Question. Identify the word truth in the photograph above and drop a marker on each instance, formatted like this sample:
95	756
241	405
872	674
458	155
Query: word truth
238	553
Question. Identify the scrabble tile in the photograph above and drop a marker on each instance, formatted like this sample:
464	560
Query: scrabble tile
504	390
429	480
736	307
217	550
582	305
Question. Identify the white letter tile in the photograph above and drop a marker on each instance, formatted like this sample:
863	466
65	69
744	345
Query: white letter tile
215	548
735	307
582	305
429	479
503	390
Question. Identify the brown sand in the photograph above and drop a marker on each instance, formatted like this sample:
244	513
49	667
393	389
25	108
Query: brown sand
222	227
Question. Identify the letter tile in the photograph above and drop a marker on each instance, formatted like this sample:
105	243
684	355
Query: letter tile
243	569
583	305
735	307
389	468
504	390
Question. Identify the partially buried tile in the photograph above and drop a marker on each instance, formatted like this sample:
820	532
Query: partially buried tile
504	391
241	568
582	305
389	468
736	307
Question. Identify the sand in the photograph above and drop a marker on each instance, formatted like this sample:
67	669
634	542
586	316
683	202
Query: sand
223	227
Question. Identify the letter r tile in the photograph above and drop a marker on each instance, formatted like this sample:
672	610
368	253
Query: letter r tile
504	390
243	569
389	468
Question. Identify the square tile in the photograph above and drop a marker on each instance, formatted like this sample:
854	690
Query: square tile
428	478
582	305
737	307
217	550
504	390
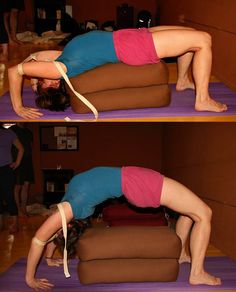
============
**DESCRIPTION OF THE TASK:** Replace "photograph" with "image" in the entries from the line that contains "Question. Identify the partially" through the end of the entries, and write out only those lines, with everything else unchanged. Leave the pictures out of your answer.

**SOLUTION TO THIS EXERCISE:**
Question. Identify the partially buried tile in the image above and drop a marker on each instance, formatted like this sample:
820	532
Query: partially buried tile
504	391
241	568
582	305
389	468
736	307
Question. Identify the sand in the image above and drop a marker on each instance, formatted like this sample:
67	669
634	542
586	316
683	202
Query: sand
223	227
Question. Identify the letter r tile in the image above and drop a marker on each instance, formatted like this sample:
672	610
368	253
Query: letter r tile
504	390
243	569
389	468
Question. Identify the square tile in the image above and drop a marker on each instance, formatted like this sample:
854	690
Query: square tile
428	478
582	305
737	307
217	550
504	390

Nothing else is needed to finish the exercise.